What this task involves: In the article about the 'no sweat' way to keep fit, what is the workout system that the book No Sweat outlines called?

Document passage:
Abu Dhabi, UAESunday 8 December 2019

The 'no sweat' way to keeping fit

The brothers Ryan and Sean Penny are Dubai-based health and nutrition consultants whose new book is an introduction to a fitness regimen that involves spreading workouts over 24 hours.
Ryan, left, and Sean Penny, also called the Wellness Brothers, have co-authored the fitness book No Sweat. To keep fit, they advocate short bursts of movement throughout the day. Jeffrey E Biteng / The National
Ryan, left, and Sean Penny, also called the Wellness Brothers, have co-authored the fitness book No Sweat. To keep fit, they advocate short bursts of movement throughout the day. Jeffrey E Biteng / The National

Whether it’s the cost of joining a gym, the impracticalities of getting there or simply the scorching weather outside, there are plenty of reasons why people in the UAE convince themselves they can’t exercise.

But a pair of South African siblings believe they’ve come up with a solution that leaves no excuses for not embarking on a fitness regimen. The Dubai-based health and nutrition consultants Ryan and Sean Penny are better known as the Wellness Brothers.

They say they have created a unique workout programme that incorporates enough physical activity throughout one’s day-to-day routine to keep you in top-notch health. Rather than urging people to undergo long and strenuous bouts of intense exercise, they espouse a less sweaty way of keeping fit.

The Spread Workout system is all about short bursts of functional movements that you complete at your convenience throughout the day. It’s all outlined in their new book, No Sweat. “Basically, we believe many chronic conditions can be remedied simply by moving more frequently and often,” contends Ryan Penny.

“We feel that lifestyle-related illnesses such as high-blood pressure, obesity and diabetes can all be allayed by simple exercise programmes in which you move a lot and more often. The frequency of movement is the key message of this book.”

Depending on your fitness level, they propose completing a set number of exercises such as squats, press-ups, push-ups and crunches.

Information provided:

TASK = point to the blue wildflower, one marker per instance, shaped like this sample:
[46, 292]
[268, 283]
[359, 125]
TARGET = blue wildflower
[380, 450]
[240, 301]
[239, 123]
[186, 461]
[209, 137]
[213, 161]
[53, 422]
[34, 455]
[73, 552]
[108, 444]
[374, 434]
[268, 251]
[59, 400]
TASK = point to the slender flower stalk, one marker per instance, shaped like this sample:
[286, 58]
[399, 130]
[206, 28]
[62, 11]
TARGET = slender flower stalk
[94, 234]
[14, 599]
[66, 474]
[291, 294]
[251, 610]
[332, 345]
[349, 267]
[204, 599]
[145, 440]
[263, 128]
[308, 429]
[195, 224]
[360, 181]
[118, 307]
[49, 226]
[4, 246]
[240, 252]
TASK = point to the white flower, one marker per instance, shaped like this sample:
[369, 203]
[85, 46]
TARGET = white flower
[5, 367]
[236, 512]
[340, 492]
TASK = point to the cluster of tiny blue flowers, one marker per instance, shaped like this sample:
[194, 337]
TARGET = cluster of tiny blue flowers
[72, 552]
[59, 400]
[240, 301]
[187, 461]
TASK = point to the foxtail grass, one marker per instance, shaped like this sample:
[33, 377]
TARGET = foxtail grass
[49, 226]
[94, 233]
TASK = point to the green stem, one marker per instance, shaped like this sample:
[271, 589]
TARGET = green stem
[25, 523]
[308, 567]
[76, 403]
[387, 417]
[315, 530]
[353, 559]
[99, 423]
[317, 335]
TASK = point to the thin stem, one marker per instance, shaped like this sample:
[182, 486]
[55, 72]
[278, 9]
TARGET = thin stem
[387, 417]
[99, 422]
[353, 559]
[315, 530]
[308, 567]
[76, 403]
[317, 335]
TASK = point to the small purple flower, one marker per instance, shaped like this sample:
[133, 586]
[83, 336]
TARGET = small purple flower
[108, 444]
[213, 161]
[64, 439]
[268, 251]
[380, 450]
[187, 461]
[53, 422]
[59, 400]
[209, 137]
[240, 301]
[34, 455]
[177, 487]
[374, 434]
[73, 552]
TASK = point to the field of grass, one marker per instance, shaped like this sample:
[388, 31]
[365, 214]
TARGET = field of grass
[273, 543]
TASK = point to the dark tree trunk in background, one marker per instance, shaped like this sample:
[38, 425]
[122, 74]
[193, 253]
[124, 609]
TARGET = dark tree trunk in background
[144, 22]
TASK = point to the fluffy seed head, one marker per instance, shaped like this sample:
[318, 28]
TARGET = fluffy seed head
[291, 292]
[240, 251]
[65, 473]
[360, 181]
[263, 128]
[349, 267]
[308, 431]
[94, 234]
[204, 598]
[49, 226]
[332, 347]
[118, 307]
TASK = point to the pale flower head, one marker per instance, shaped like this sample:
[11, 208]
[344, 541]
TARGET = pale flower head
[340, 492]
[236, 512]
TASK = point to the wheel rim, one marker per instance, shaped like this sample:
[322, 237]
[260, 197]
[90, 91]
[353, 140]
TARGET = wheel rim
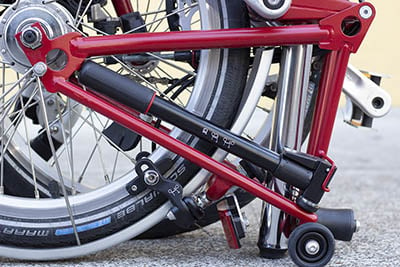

Exercise answer: The Spread Workout system.